Give all of the records again. Match them exactly.

Data records
Content starts
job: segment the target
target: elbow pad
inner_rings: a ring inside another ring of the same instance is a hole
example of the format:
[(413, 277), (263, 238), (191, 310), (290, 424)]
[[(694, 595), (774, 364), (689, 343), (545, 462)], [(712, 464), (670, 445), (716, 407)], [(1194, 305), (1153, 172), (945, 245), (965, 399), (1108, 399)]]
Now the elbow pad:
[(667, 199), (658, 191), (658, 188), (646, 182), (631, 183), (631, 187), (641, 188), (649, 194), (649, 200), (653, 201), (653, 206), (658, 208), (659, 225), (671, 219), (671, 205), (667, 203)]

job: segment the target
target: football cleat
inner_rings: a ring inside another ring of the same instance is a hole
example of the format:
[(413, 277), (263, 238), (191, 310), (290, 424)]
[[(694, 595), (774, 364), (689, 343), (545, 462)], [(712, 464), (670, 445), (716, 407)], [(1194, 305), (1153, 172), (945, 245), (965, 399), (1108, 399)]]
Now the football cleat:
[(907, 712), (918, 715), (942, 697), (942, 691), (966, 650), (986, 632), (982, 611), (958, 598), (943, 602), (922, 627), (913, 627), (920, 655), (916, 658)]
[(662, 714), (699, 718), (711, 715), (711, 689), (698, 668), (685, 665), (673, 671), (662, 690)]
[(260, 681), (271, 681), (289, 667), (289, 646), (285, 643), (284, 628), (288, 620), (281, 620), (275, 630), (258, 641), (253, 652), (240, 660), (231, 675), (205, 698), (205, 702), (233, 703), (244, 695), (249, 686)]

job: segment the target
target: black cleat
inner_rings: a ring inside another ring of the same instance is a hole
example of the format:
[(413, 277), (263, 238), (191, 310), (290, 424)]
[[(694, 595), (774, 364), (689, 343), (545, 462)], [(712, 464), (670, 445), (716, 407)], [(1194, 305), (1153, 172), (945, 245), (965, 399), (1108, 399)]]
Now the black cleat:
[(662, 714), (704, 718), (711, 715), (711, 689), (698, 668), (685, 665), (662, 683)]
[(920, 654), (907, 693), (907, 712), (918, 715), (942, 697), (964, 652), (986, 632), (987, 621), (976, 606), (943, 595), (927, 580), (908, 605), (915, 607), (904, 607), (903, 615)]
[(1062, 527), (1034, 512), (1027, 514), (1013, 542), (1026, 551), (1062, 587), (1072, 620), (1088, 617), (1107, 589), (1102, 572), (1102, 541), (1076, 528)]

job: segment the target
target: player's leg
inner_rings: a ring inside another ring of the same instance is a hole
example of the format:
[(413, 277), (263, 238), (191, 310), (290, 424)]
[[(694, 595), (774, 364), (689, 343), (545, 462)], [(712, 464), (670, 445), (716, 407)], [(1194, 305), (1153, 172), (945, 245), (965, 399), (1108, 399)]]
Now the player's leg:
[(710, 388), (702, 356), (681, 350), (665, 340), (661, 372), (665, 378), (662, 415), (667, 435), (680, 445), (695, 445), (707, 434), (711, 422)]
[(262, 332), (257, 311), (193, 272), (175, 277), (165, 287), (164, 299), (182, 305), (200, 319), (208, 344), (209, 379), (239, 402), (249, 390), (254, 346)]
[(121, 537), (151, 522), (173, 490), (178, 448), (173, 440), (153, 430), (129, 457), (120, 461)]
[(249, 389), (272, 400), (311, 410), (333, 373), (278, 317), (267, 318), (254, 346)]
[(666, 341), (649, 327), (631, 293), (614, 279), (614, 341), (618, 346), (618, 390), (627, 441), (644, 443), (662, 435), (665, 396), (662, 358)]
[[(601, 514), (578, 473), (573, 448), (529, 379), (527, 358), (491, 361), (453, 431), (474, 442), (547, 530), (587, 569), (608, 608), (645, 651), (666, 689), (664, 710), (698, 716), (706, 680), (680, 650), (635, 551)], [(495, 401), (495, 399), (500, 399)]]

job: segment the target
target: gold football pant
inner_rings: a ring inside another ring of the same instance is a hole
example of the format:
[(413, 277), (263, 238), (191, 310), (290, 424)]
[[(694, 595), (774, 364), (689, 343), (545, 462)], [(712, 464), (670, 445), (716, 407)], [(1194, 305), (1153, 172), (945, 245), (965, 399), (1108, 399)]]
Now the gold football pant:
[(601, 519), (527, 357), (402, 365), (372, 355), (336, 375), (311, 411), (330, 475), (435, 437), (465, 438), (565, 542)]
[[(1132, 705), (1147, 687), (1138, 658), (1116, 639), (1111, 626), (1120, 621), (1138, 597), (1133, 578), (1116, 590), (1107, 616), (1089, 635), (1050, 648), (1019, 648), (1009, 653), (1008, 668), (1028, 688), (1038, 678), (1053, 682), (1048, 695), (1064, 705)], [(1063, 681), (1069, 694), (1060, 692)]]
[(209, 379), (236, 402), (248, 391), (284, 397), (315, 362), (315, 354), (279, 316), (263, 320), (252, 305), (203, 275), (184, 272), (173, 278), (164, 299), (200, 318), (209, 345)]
Content ends
## Answer to the exercise:
job: segment the target
target: elbow pad
inner_rings: a ring inside another ring of the same instance is a hole
example of the format:
[(413, 277), (263, 238), (191, 310), (290, 424)]
[[(694, 595), (774, 364), (689, 343), (545, 462)], [(712, 464), (670, 445), (716, 407)], [(1194, 305), (1153, 172), (945, 245), (965, 399), (1108, 399)]]
Now the elbow pad:
[(667, 199), (658, 191), (658, 188), (646, 182), (631, 183), (631, 187), (641, 188), (649, 194), (649, 200), (653, 201), (653, 206), (658, 208), (659, 225), (671, 219), (671, 205), (667, 203)]

job: segment the target
target: football cleat
inner_rings: a ring inside another ring of the same instance is a hole
example of the format:
[(413, 277), (263, 238), (191, 310), (290, 424)]
[[(694, 595), (774, 364), (689, 343), (545, 462)], [(712, 464), (670, 445), (716, 407)], [(1194, 305), (1153, 172), (945, 245), (965, 399), (1108, 399)]]
Now the football cleat:
[(907, 712), (918, 715), (942, 697), (942, 691), (966, 650), (986, 632), (982, 611), (958, 598), (943, 602), (922, 627), (913, 627), (920, 655), (916, 658)]
[(662, 714), (699, 718), (711, 715), (711, 689), (698, 668), (685, 665), (673, 671), (662, 690)]
[(260, 681), (271, 681), (289, 667), (289, 646), (285, 643), (284, 628), (288, 620), (281, 620), (275, 630), (258, 641), (253, 652), (240, 660), (231, 675), (205, 698), (205, 702), (233, 703), (244, 695), (249, 686)]

job: segment the target
target: black cleat
inner_rings: a ring inside another ring of the same instance is a hole
example of the format:
[(413, 277), (263, 238), (191, 310), (290, 424)]
[[(694, 595), (774, 364), (689, 343), (545, 462)], [(712, 464), (670, 445), (716, 407)], [(1194, 305), (1153, 172), (945, 245), (965, 399), (1108, 399)]]
Now the black cleat:
[(662, 714), (704, 718), (711, 715), (711, 689), (698, 668), (685, 665), (662, 683)]
[(920, 654), (907, 693), (907, 712), (918, 715), (942, 697), (964, 652), (986, 632), (987, 621), (976, 606), (943, 595), (927, 580), (908, 605), (915, 607), (904, 607), (903, 615)]
[(1062, 527), (1034, 512), (1027, 514), (1013, 542), (1026, 551), (1062, 587), (1072, 620), (1088, 617), (1107, 589), (1102, 572), (1102, 541), (1076, 528)]

job: segment the target
target: player's leg
inner_rings: a ring inside another ring of the same instance is a hole
example of the format:
[(413, 277), (263, 238), (191, 310), (290, 424)]
[[(694, 595), (774, 364), (689, 343), (545, 462)], [(712, 464), (670, 445), (716, 407)], [(1194, 305), (1153, 172), (945, 245), (965, 399), (1108, 399)]]
Now the player's leg:
[(710, 388), (702, 356), (681, 350), (665, 340), (661, 372), (665, 378), (662, 415), (667, 435), (680, 445), (695, 445), (707, 434), (711, 422)]
[(262, 332), (257, 311), (193, 272), (175, 277), (165, 287), (164, 299), (182, 305), (200, 319), (208, 344), (209, 379), (239, 402), (249, 390), (254, 346)]
[(121, 537), (151, 522), (173, 490), (178, 448), (173, 440), (153, 430), (129, 457), (120, 461)]
[(249, 389), (272, 400), (311, 410), (333, 373), (278, 317), (267, 318), (254, 346)]
[(666, 341), (649, 327), (631, 293), (614, 279), (614, 341), (618, 346), (618, 390), (627, 441), (644, 443), (662, 435), (665, 396), (662, 358)]
[[(601, 514), (578, 473), (573, 448), (529, 379), (527, 358), (491, 361), (453, 431), (474, 442), (547, 530), (587, 569), (608, 608), (645, 651), (666, 689), (664, 710), (698, 716), (706, 680), (680, 650), (635, 551)], [(495, 401), (495, 399), (500, 399)]]

job: segment the target
target: gold football pant
inner_rings: a ring inside another ring of the same instance is a hole
example of the format:
[(413, 277), (263, 238), (191, 310), (290, 424)]
[[(694, 595), (774, 364), (689, 343), (545, 462)], [(712, 464), (670, 445), (716, 407)], [(1194, 305), (1153, 172), (945, 245), (965, 399), (1108, 399)]]
Now the gold football pant:
[(601, 519), (527, 357), (402, 365), (372, 355), (336, 375), (311, 411), (330, 475), (435, 437), (465, 438), (565, 542)]
[[(1132, 705), (1147, 687), (1138, 658), (1116, 639), (1111, 626), (1120, 621), (1138, 597), (1133, 578), (1116, 590), (1107, 616), (1089, 635), (1050, 648), (1019, 648), (1009, 653), (1008, 668), (1028, 688), (1038, 678), (1053, 682), (1048, 695), (1064, 705)], [(1063, 681), (1069, 694), (1060, 692)]]
[(209, 379), (236, 402), (248, 391), (284, 397), (315, 362), (315, 354), (279, 316), (263, 320), (252, 305), (203, 275), (184, 272), (173, 278), (164, 299), (200, 318), (209, 345)]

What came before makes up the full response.